■ Request A:
In the COLO thread below, why does COLO use vm_start() to start the primary VM after the first migration?

+++ Quoted passage

And in the flow diagram, you can think COLO always running in migrate state.
Because into COLO mode, we will control VM state in COLO code itself, for
example:
When we start COLO, it will do the first migration as normal live
migration, after that we will enter
the COLO process, at that time COLO think the primary VM state is same with
secondary VM(the first checkpoint),
so we will use vm_start() start the primary VM(unlike to normal migration)
and secondary VM.
In this time, primary VM and secondary VM will parallel running, and if
COLO found two VM state are
not same, it will trigger checkpoint(like another migration). Finally, if
occurred some fault that will trigger
failover, after that primary VM maybe return to normal running
mode(secondary dead).
So, if we just see the primary VM state, may be it has out of the RunState
state
machine or it still in migrate state.




> How is @colo-running related to the run state?
>

Not related, as I say above.


>
> Which run states are considered to be "before a COLO exit"?  If "before
> a COLO exit" doesn't map to run states, the state machine is too coarse
> to fully describe COLO, and I'd like to see a suitably refined one.
>
>
COLO just is a special case. It's worthy to refined one?
CC: "Dr. David Alan Gilbert" <dgilbert@redhat.com>
Any comments?



> If @colo-running is true, then @mode is either "primary" or "secondary".
> What are the possible values when @colo-running is false?
>

The @mode will in "unknown" state.


Thanks
Zhang Chen



>
> [...]
>

Dr. David Alan Gilbert June 13, 2018, 4:50 p.m. UTC | #8

* Zhang Chen (zhangckid@gmail.com) wrote:
> On Mon, Jun 11, 2018 at 2:48 PM, Markus Armbruster <armbru@redhat.com>
> wrote:
> 
> > Zhang Chen <zhangckid@gmail.com> writes:
> >
> > > On Thu, Jun 7, 2018 at 8:59 PM, Markus Armbruster <armbru@redhat.com>
> > wrote:
> > >
> > >> Zhang Chen <zhangckid@gmail.com> writes:
> > >>
> > >> > Libvirt or other high level software can use this command query colo
> > >> status.

++++++

■ Request B:
Put the lines of the listing, starting at the line that contains "shirt in the photo above." and ending at the last line of the listing, into a numbered list with blank lines left out.

+++ Dataset excerpts

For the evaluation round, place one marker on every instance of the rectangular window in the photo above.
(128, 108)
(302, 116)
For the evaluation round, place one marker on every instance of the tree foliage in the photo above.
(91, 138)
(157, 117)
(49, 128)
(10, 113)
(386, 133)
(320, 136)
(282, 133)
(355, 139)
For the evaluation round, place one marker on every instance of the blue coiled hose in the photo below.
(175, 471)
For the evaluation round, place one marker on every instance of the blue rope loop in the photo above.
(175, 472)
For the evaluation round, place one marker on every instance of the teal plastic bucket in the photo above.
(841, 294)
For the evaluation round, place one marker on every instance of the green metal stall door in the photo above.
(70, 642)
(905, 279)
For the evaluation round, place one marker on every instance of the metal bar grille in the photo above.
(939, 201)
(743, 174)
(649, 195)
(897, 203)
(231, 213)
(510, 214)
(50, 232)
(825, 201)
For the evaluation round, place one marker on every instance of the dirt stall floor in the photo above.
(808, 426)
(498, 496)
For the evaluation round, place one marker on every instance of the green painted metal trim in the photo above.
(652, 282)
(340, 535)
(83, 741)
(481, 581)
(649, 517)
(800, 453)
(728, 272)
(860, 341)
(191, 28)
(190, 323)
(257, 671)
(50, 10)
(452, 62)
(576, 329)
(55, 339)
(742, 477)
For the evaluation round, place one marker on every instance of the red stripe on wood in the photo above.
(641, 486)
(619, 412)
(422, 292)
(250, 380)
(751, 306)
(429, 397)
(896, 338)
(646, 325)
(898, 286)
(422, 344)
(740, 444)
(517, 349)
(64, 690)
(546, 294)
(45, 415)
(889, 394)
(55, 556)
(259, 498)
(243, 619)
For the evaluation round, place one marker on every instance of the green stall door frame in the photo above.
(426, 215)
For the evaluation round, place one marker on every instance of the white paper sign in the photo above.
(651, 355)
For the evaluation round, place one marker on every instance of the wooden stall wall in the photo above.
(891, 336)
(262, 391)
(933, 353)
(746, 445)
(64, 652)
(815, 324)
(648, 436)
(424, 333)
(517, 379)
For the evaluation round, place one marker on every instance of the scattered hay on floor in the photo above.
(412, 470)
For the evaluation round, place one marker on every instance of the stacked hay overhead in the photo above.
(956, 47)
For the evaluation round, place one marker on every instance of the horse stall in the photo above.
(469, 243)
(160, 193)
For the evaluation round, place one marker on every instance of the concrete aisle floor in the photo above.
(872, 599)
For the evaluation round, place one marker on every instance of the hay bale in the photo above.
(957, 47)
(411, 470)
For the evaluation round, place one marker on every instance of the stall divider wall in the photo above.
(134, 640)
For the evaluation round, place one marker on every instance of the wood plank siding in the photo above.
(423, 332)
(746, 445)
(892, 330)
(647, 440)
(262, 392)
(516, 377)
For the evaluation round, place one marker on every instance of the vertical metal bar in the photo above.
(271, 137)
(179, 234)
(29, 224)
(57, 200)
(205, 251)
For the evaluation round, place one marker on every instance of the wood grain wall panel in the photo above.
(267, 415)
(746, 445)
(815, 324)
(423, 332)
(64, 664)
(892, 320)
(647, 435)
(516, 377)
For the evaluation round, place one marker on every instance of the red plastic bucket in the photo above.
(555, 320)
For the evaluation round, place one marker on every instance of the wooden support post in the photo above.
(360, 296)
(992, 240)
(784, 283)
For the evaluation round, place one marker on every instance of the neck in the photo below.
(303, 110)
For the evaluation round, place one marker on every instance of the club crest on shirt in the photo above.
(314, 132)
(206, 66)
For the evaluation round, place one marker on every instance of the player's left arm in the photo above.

++++++

■ Full solution A:
After the first live migration, COLO considers the primary VM's state to be the same as the secondary VM's, which is the first checkpoint. So, unlike a normal migration, it starts both the primary and the secondary VM with vm_start(), and they then run in parallel.

■ Full solution B:
1. For the evaluation round, place one marker on every instance of the club crest on shirt in the photo above.
2. (314, 132)
3. (206, 66)
4. For the evaluation round, place one marker on every instance of the player's left arm in the photo above.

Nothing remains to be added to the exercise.